PROBLEM DESCRIPTION:
Answer these questions from the dryland forest text below.
(a) In which region do the coverage estimates differ most, and how much did they change there?
(b) In which journal was the study published?
(c) How many organizations took part in the analysis, and which body led it?

SOURCE DOCUMENT:
┌──
The study identified dryland forest across all inhabited continents, and concentrated to the south of the Sahara desert, around the Mediterranean, southern Africa, central India, coastal Australia, western South America, north-east Brazil, northern Colombia and Venezuela, and northern parts of the boreal forests in Canada and Russia. The differences in coverage estimates are most significant in Africa where the estimates have doubled.
Published today in Science, the scientists say that not only will the new finding help dramatically improve the accuracy of global carbon modelling, it has also revealed the true potential in forest cover of the world’s drylands and may lead to new opportunities for mitigation of climate change through improved conservation and restoration in dryland habitats.
Led by the Food and Agriculture Organization of the United Nations (FAO), teams of scientists and students from 15 organisations around the world carried out an innovative new global analysis of the distribution of forests and woodlands across drylands. This class of forest and woodland has previously been difficult to measure globally using satellite imagery or other remote sensing because of the relative low density of trees.
└──
SUPPLIED INFORMATION:
┌──
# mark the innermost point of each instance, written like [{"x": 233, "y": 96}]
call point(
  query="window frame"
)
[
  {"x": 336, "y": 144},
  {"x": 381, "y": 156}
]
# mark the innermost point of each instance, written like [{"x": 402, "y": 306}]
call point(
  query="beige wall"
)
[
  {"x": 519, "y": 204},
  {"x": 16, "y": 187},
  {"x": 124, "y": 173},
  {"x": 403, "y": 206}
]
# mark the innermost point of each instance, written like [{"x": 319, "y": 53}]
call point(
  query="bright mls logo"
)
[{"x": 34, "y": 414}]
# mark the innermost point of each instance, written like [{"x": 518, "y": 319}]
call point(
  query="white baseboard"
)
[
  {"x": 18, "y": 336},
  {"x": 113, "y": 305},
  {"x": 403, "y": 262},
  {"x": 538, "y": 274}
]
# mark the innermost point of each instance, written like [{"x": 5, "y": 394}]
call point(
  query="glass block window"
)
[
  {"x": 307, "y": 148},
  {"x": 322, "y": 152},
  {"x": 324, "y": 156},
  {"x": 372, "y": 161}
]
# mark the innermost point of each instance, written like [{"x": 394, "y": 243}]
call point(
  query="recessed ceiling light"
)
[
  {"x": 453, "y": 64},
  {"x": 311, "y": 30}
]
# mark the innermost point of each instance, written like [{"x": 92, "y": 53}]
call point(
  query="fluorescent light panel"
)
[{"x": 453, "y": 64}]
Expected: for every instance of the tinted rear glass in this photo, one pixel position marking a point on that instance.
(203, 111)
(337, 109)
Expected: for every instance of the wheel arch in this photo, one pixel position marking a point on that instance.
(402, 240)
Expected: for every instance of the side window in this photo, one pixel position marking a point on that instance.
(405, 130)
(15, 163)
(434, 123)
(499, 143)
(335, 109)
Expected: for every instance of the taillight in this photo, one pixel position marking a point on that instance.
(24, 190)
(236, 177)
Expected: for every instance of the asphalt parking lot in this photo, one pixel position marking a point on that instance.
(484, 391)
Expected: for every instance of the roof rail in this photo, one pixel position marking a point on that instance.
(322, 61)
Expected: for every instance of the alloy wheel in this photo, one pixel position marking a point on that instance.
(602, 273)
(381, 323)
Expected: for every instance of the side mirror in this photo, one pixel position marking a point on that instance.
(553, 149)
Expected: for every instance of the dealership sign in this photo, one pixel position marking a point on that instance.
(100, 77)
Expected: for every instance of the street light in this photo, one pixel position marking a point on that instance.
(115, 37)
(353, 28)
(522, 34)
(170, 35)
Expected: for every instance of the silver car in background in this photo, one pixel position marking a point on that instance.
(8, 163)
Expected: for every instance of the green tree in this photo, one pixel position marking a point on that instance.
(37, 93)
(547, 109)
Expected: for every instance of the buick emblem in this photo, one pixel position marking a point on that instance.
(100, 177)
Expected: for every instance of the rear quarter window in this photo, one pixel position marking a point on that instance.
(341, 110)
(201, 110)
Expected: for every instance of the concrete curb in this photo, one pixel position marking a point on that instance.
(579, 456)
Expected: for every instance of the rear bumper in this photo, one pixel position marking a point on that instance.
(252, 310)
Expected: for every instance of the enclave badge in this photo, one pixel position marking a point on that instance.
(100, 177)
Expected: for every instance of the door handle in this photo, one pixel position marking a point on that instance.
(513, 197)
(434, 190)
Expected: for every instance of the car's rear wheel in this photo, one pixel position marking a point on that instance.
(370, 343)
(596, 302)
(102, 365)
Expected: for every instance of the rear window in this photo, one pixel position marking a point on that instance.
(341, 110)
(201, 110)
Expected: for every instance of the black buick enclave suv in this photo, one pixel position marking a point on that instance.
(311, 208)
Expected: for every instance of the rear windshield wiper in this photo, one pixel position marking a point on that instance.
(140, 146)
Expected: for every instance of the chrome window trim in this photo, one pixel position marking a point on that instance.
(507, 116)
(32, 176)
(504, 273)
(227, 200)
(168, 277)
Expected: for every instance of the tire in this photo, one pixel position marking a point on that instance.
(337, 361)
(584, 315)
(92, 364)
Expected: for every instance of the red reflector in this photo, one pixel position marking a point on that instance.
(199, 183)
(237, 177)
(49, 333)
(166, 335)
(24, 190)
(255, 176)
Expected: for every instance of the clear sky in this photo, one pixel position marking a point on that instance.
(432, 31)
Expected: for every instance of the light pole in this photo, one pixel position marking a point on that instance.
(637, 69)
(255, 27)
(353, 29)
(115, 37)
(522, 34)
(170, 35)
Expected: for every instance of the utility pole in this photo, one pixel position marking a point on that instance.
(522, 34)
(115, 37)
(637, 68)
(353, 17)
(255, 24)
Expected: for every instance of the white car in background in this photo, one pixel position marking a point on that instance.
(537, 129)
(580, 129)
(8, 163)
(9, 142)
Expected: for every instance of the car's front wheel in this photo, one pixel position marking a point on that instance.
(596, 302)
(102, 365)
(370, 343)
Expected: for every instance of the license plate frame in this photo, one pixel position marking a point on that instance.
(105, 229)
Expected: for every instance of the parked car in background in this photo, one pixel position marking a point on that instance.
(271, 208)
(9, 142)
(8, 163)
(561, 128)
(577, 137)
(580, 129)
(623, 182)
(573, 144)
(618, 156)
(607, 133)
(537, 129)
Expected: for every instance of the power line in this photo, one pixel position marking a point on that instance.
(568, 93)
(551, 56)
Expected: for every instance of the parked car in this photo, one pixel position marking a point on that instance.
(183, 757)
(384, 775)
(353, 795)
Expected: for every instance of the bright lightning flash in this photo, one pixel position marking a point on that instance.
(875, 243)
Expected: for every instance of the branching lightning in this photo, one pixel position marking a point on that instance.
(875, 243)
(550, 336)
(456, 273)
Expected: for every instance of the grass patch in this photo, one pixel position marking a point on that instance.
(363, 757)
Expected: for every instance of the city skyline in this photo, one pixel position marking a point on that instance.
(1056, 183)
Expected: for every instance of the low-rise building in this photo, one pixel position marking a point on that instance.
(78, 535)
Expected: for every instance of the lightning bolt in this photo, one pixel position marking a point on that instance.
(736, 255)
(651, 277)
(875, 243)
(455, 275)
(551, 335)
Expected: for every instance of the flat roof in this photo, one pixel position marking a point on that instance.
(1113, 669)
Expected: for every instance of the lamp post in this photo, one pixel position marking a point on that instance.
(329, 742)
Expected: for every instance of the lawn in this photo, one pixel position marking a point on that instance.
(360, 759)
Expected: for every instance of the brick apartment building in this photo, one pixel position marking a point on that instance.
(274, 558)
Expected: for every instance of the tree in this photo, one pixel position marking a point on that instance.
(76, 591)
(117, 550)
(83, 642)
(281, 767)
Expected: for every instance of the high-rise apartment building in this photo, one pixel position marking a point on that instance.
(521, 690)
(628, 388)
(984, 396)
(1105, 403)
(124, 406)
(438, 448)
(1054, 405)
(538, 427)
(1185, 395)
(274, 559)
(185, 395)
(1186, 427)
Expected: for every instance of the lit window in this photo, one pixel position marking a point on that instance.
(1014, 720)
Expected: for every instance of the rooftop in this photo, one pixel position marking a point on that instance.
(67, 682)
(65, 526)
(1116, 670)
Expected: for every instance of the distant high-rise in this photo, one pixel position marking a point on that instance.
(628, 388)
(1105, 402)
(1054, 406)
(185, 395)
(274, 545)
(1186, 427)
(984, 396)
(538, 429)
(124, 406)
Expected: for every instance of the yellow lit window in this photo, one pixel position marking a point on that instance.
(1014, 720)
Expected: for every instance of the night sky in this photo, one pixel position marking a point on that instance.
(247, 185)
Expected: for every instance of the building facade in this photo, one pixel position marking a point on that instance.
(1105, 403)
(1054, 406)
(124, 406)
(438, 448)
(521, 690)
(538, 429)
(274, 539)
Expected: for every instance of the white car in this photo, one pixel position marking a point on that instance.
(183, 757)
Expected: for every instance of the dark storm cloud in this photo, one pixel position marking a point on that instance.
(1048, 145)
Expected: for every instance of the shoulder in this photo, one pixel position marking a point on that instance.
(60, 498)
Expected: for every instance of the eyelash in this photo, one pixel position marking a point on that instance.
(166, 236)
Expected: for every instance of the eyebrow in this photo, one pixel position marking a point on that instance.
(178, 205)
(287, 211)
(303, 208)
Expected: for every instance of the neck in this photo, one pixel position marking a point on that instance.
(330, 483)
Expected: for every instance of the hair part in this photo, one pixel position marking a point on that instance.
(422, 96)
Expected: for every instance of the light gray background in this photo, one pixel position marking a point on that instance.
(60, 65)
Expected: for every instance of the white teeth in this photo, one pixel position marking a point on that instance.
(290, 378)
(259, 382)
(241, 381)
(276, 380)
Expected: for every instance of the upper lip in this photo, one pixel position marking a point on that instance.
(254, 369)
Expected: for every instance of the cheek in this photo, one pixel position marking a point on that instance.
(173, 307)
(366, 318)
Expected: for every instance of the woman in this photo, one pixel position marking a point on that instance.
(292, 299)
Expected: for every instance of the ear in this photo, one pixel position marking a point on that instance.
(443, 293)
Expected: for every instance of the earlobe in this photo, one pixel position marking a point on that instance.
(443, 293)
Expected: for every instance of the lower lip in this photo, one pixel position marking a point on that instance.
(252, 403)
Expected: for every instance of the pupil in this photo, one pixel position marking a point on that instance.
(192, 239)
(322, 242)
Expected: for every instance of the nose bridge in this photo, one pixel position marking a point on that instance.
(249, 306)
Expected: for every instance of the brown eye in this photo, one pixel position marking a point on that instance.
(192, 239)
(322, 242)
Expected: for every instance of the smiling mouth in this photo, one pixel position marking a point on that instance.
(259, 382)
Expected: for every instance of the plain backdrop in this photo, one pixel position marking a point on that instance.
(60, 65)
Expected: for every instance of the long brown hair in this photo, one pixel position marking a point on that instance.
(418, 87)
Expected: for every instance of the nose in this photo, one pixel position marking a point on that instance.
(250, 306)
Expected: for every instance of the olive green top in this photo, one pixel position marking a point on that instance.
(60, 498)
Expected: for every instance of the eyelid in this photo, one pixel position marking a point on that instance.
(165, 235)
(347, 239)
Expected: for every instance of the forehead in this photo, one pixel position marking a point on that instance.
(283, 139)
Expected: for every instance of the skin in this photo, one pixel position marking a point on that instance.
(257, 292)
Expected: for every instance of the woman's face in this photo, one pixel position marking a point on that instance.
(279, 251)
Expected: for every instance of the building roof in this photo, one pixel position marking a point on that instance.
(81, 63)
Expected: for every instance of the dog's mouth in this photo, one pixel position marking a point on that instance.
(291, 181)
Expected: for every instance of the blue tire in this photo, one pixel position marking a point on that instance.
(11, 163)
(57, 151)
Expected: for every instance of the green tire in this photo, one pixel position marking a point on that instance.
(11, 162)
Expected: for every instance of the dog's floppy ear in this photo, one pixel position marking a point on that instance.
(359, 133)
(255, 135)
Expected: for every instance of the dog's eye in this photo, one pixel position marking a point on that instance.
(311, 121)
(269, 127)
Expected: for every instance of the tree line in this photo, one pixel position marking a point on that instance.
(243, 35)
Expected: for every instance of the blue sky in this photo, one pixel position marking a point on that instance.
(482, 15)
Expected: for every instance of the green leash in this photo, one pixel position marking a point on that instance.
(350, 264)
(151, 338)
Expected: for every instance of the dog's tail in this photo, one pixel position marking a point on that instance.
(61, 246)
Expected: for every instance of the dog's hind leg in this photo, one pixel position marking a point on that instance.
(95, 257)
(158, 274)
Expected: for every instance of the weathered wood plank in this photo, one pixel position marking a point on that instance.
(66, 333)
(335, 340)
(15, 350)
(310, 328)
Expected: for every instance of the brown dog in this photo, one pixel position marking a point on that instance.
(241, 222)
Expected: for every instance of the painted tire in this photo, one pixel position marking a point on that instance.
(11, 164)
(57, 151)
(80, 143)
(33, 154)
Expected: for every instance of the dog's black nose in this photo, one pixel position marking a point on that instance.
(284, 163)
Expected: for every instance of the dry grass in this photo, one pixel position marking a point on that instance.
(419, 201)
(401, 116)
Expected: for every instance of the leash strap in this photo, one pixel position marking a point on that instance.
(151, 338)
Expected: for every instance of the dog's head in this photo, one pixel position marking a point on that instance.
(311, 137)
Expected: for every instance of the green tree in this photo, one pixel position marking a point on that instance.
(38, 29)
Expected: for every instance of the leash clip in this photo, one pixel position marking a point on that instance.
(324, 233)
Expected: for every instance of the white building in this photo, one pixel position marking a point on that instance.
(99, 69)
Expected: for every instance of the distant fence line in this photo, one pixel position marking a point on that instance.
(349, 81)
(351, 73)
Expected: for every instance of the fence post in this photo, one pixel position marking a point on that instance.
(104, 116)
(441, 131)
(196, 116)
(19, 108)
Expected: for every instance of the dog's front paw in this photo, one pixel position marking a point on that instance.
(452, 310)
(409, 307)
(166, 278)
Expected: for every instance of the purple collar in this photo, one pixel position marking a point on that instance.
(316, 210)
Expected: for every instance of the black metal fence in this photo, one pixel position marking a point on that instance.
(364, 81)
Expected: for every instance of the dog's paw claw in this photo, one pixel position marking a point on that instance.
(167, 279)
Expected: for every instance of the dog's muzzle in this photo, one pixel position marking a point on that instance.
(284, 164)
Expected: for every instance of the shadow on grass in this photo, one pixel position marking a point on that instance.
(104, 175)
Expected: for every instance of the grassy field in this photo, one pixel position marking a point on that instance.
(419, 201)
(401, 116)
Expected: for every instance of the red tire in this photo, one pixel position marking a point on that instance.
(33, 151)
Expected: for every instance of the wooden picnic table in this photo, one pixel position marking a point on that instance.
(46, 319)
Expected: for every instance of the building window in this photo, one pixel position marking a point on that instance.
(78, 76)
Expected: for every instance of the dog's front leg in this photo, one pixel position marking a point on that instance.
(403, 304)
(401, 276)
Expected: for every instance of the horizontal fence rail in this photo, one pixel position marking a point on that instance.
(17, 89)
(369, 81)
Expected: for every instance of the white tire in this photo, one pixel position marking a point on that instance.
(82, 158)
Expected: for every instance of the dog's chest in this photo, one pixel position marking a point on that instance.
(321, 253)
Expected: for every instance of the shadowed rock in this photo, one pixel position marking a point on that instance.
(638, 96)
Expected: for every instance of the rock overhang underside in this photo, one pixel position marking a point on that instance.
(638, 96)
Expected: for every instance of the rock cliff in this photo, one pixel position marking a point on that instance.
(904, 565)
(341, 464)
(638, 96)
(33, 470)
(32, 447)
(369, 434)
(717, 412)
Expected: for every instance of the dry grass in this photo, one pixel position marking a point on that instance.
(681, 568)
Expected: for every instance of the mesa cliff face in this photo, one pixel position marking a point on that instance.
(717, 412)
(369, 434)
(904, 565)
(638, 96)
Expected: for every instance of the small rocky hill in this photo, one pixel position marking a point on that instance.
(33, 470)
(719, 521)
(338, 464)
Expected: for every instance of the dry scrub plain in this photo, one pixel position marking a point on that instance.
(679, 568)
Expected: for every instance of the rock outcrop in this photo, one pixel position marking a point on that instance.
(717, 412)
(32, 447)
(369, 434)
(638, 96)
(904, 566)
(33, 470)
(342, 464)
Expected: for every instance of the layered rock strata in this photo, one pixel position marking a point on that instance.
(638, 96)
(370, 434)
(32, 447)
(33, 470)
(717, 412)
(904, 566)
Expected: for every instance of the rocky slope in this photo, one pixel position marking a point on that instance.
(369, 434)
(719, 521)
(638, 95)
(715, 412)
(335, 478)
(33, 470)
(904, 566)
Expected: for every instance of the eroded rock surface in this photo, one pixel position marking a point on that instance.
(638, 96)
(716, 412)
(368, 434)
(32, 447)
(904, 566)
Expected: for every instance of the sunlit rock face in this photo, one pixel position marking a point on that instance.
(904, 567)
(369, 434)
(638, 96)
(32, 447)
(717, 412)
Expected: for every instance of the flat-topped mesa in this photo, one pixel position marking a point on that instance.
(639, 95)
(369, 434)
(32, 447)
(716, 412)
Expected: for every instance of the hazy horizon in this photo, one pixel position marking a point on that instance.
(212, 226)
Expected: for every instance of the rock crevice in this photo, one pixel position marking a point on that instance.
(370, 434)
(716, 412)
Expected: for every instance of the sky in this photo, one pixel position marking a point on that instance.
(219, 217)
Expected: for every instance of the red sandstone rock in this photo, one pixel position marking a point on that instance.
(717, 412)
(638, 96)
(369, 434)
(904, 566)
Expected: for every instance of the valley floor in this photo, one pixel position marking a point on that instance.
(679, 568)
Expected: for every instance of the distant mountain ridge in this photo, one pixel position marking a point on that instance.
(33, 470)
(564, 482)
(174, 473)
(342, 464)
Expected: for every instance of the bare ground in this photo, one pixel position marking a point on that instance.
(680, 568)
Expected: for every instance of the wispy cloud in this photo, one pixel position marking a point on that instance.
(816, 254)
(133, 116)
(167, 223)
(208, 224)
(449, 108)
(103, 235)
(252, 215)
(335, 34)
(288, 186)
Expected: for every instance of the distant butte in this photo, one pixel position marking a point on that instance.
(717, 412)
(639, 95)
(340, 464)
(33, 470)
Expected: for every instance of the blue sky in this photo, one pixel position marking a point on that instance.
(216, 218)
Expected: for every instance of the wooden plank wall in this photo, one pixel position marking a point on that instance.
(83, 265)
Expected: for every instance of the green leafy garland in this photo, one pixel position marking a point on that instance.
└──
WORKED SOLUTION:
(a) Africa, where the estimates doubled.
(b) Science.
(c) 15 organizations, led by the Food and Agriculture Organization of the United Nations (FAO).